*Required work*
Set it all down exactly, every record and every line.

*Provided material*
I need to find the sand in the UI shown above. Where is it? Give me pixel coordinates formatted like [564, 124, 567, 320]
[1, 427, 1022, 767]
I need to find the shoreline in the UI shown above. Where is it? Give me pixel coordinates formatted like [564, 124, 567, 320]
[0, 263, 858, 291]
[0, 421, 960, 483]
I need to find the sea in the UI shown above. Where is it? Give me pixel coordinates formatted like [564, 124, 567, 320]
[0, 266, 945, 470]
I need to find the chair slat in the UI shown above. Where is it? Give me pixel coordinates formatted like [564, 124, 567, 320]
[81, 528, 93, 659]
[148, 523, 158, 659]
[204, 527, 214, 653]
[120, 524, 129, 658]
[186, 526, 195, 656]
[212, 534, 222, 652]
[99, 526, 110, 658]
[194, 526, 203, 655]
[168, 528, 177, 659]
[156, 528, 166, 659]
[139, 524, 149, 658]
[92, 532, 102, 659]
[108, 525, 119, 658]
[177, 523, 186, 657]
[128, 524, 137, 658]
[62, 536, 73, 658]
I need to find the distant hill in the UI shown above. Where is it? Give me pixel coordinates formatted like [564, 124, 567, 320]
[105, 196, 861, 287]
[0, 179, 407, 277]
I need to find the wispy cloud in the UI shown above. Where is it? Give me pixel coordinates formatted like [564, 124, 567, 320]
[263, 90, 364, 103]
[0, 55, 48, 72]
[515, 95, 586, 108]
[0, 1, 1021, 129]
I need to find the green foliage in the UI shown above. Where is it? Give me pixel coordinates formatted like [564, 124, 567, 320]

*Task response*
I need to find the sand in the UI shown above. Where is it? Give me pixel coordinates formatted like [564, 124, 567, 320]
[1, 427, 1022, 767]
I need to find the shoreline in the UI shown above. Where is it? Give me pixel coordinates formatted like [564, 124, 567, 320]
[0, 263, 858, 291]
[0, 421, 960, 483]
I need to find the sea in the UI shown above. Where is it? Give me pixel coordinates formatted like [564, 124, 567, 320]
[0, 266, 945, 470]
I need to find the chair slat in the UI shown above. Where is it? Give me pixel coordinates formatted like [564, 124, 567, 320]
[81, 528, 93, 659]
[148, 523, 158, 659]
[204, 527, 214, 653]
[120, 524, 129, 658]
[186, 526, 195, 656]
[212, 534, 222, 652]
[99, 526, 110, 658]
[194, 526, 203, 655]
[168, 528, 177, 659]
[156, 528, 166, 659]
[139, 524, 149, 658]
[92, 532, 102, 659]
[108, 525, 119, 658]
[177, 523, 186, 657]
[128, 524, 137, 658]
[62, 536, 73, 658]
I need to find the distant hill in the UI shown above. Where is it? Give me pixel coordinates formatted like [564, 124, 567, 320]
[105, 196, 861, 287]
[0, 179, 407, 277]
I need to find the wispy cloud in the UI shown above. Where is it? Give me pixel coordinates formatted like [564, 124, 567, 320]
[263, 90, 364, 103]
[0, 55, 48, 72]
[515, 95, 586, 108]
[0, 1, 1021, 129]
I need to find the green foliage in the UI shown above. Where is it? Give me pixel coordinates formatted like [564, 124, 567, 320]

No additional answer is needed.